----- Texto -----

O chefe do grupo, Yevgeny Prigozhin, está recuando suas forças após um acordo intermediado pelo presidente de Belarus.
O governo russo agiu para demonstrar que ainda possui total controle sobre o país nesta segunda-feira, após uma rebelião sem precedentes de um dos grupos militares mais poderosos do país, a força mercenária Wagner, liderada pelo empresário Yevgeny Prigozhin.
A mídia estatal mostrou imagens do ministro da Defesa russo, Sergei Shoigu, cuja demissão era uma das principais demandas de Prigozhin, levando analistas militares russos a especularem que o presidente Vladimir Putin estava sinalizando que não haveria mudanças drásticas no estabelecimento militar russo no futuro imediato.
A mídia estatal também relatou que Prigozhin ainda enfrenta uma investigação criminal, apesar das garantias anteriores do Kremlin de que ele teria passagem segura para Belarus, levantando dúvidas sobre a durabilidade da trégua.

----- Extrato de dados -----

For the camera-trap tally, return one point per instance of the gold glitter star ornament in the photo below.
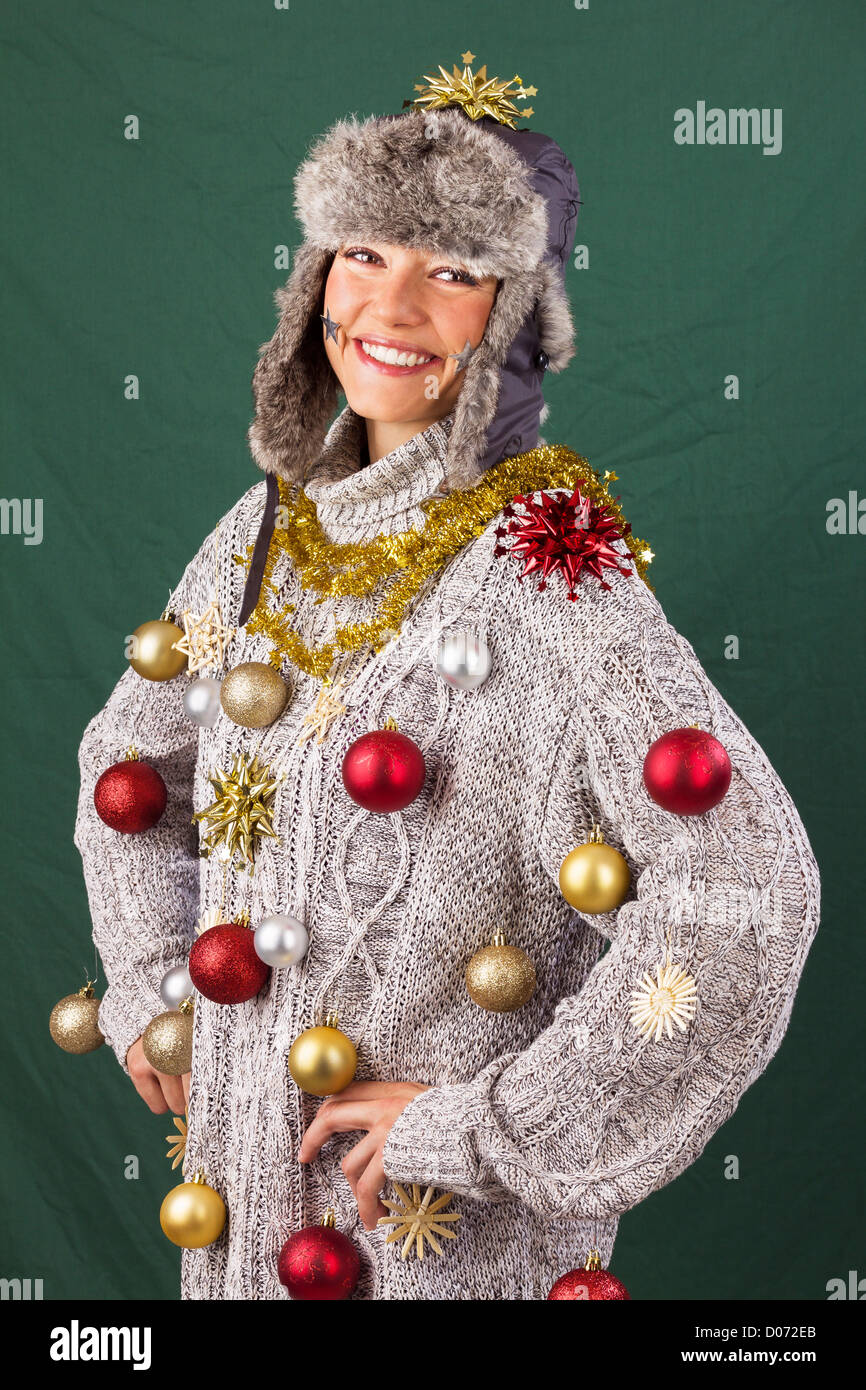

-----
----- Extrato de dados -----

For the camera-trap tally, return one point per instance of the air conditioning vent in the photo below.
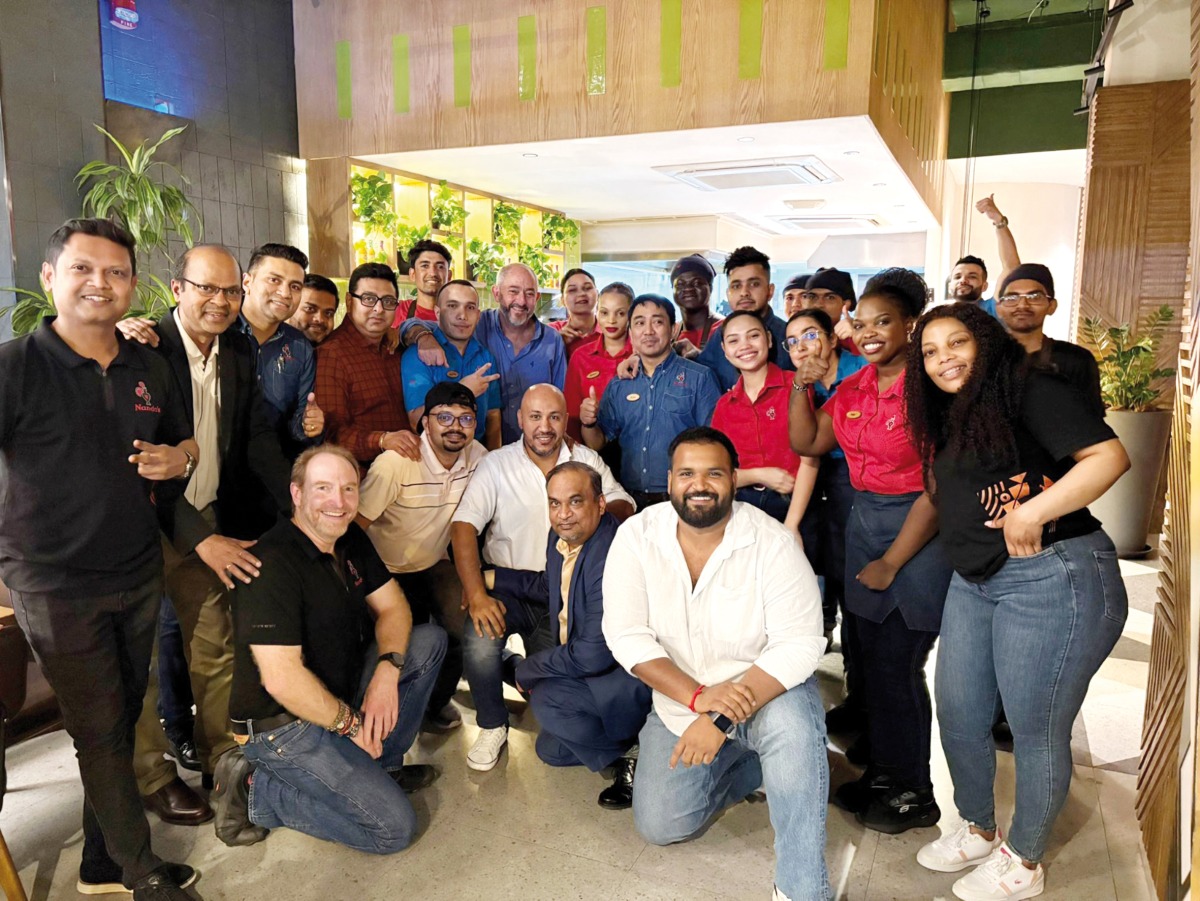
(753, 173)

-----

Traduza para o inglês esta frase do texto sobre a rebelião do grupo Wagner: "O chefe do grupo, Yevgeny Prigozhin, está recuando suas forças após um acordo intermediado pelo presidente de Belarus." As linhas acima formam um material à parte, independente do texto.

The head of the group, Yevgeny Prigozhin, is pulling back his forces after a deal brokered by the president of Belarus.